Rewrite everything in the listing from the line containing "Target = clay court" down to the line containing "[(4, 95), (44, 141), (4, 91)]", both included. Keep every line, requests and all, but multiply each x and y coordinate in the answers by 0.6 and round to the nearest whole number, with halves rounded up.

[Labeled-object pointing entries]
____

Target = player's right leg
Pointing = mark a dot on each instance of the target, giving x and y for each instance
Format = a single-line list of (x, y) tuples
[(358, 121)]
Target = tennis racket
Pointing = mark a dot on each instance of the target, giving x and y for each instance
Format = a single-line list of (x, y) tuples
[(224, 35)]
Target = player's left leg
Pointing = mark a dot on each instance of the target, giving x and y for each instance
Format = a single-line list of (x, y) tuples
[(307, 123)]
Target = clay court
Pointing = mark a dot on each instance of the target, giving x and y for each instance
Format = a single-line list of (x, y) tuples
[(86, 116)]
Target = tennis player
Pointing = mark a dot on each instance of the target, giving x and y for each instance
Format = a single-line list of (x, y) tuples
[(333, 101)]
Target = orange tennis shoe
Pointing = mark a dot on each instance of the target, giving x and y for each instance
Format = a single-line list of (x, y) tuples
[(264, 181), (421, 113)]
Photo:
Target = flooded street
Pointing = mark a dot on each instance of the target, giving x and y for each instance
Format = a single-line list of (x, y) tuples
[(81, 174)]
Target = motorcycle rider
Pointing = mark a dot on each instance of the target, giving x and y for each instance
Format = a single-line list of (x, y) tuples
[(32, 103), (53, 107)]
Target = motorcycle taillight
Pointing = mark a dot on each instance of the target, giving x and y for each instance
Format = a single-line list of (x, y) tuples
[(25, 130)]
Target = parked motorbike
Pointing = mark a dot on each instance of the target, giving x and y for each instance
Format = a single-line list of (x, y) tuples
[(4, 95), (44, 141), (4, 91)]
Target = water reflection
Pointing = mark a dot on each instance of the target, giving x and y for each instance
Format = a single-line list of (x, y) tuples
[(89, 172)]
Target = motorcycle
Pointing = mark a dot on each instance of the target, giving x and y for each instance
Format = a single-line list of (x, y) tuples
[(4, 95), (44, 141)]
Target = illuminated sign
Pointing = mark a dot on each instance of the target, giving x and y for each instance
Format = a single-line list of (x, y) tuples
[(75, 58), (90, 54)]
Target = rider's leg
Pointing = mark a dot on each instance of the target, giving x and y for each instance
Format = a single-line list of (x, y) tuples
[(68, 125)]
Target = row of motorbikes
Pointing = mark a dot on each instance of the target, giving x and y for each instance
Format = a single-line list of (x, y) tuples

____

▶ _ANSWER TO THIS TASK_:
Target = clay court
Pointing = mark a dot on each instance of the target, giving x and y for each instance
Format = a single-line list of (x, y) tuples
[(52, 70)]
Target = tennis player
Pointing = mark a dot on each instance of the target, giving x and y for each instance
Format = a single-line list of (x, y) tuples
[(200, 61)]
Target = orange tennis shoe
Pointing = mark a dot on each instance of the target, giving x and y for each instance
Format = a single-line list of (x, y) tuples
[(158, 109), (253, 68)]
Photo:
Target = flooded street
Pointing = mark a dot on each instance of the target, giving x and y for each instance
Format = a single-line list of (x, y) tuples
[(49, 104)]
Target = motorcycle rider
Pointing = mark a dot on each instance of the target, giving x and y for each instance
Format = a single-line list of (x, y) tuples
[(19, 62), (32, 64)]
Target = motorcycle taillight
Pointing = mark a dot on each instance of the target, giving x and y for each instance
Format = a single-line list of (x, y) tuples
[(15, 78)]
Target = parked motorbike
Pointing = mark a dot on each instance of the target, giving x and y for each instance
Format = a single-line list of (x, y) tuples
[(2, 57), (26, 85), (2, 55)]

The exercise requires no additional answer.